== What you are asked to do ==
Reproduce every item below word for word, omitting the pictures.
==== Provided entries
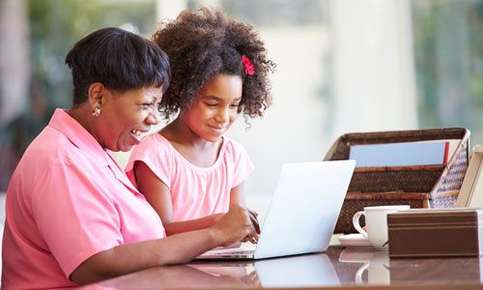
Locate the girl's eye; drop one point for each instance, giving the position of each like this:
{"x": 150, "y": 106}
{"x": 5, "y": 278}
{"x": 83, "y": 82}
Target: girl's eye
{"x": 146, "y": 106}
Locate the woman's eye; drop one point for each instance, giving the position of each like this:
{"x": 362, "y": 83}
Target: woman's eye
{"x": 146, "y": 106}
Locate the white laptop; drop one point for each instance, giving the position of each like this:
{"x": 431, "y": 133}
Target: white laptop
{"x": 301, "y": 271}
{"x": 303, "y": 212}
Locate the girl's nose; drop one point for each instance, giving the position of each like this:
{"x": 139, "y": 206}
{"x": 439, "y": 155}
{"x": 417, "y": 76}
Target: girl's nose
{"x": 153, "y": 118}
{"x": 223, "y": 115}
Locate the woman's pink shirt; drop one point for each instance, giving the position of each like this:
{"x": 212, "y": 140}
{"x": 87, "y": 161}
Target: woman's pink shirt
{"x": 68, "y": 200}
{"x": 195, "y": 191}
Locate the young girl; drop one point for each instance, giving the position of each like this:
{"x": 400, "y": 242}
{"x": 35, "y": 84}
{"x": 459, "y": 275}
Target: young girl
{"x": 190, "y": 172}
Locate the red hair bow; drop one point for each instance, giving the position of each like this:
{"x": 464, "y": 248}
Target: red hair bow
{"x": 248, "y": 66}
========
== Full response ==
Locate the girl's eye; drop one point for each instance, giving the position of each like this:
{"x": 150, "y": 106}
{"x": 5, "y": 278}
{"x": 83, "y": 82}
Target: girl's eye
{"x": 146, "y": 106}
Locate the woman's eye; drop one point for each instance, giving the position of each like this:
{"x": 362, "y": 83}
Target: woman's eye
{"x": 146, "y": 106}
Locate the white laptop; drop one point for each instance, giving the position of each like this:
{"x": 431, "y": 133}
Target: white laptop
{"x": 301, "y": 271}
{"x": 303, "y": 212}
Locate the girl's nose; drop one point for each instance, giving the position of each like this:
{"x": 139, "y": 206}
{"x": 439, "y": 155}
{"x": 417, "y": 76}
Target: girl's nose
{"x": 153, "y": 118}
{"x": 223, "y": 115}
Locate the woman's pink shirt; drop one point for each instance, giving the position of each like this:
{"x": 212, "y": 140}
{"x": 87, "y": 161}
Target: woman's pink shirt
{"x": 68, "y": 200}
{"x": 195, "y": 191}
Locate the young girl; drop one point for each instance, giving the position of each like this:
{"x": 400, "y": 242}
{"x": 35, "y": 84}
{"x": 459, "y": 275}
Target: young girl
{"x": 190, "y": 172}
Locate the red hair bow; drop one point for each instance, giving the position of each like this:
{"x": 464, "y": 248}
Target: red hair bow
{"x": 248, "y": 66}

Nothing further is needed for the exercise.